Written instruction:
Please turn the lines from the one containing "# test: point on every instance of the foliage" through the last line, both ends included, into a numbered list, skipping any blank lines and leaving out the pictures.

Given records:
***

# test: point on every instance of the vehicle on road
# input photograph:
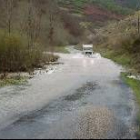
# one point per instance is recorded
(88, 49)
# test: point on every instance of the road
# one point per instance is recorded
(81, 98)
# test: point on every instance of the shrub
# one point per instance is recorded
(16, 56)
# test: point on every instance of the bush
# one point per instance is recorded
(15, 56)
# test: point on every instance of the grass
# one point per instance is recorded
(12, 81)
(59, 49)
(135, 85)
(123, 58)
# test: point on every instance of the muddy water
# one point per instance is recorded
(83, 98)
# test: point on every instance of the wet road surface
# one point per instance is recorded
(83, 98)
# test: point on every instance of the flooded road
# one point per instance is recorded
(81, 98)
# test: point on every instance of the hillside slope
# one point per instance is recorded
(120, 41)
(96, 13)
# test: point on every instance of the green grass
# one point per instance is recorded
(135, 85)
(61, 49)
(123, 58)
(12, 81)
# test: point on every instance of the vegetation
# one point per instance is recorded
(120, 41)
(135, 85)
(12, 81)
(27, 28)
(110, 5)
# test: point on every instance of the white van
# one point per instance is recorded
(88, 49)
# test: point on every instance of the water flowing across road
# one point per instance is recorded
(81, 98)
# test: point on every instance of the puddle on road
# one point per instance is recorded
(84, 90)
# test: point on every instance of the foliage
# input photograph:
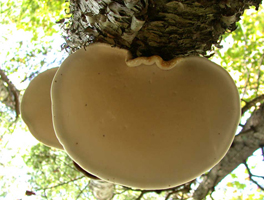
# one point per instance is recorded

***

Answer to the problem:
1. # test: point on every instance of the foliage
2. # input photograph:
3. # one point per instance is recorded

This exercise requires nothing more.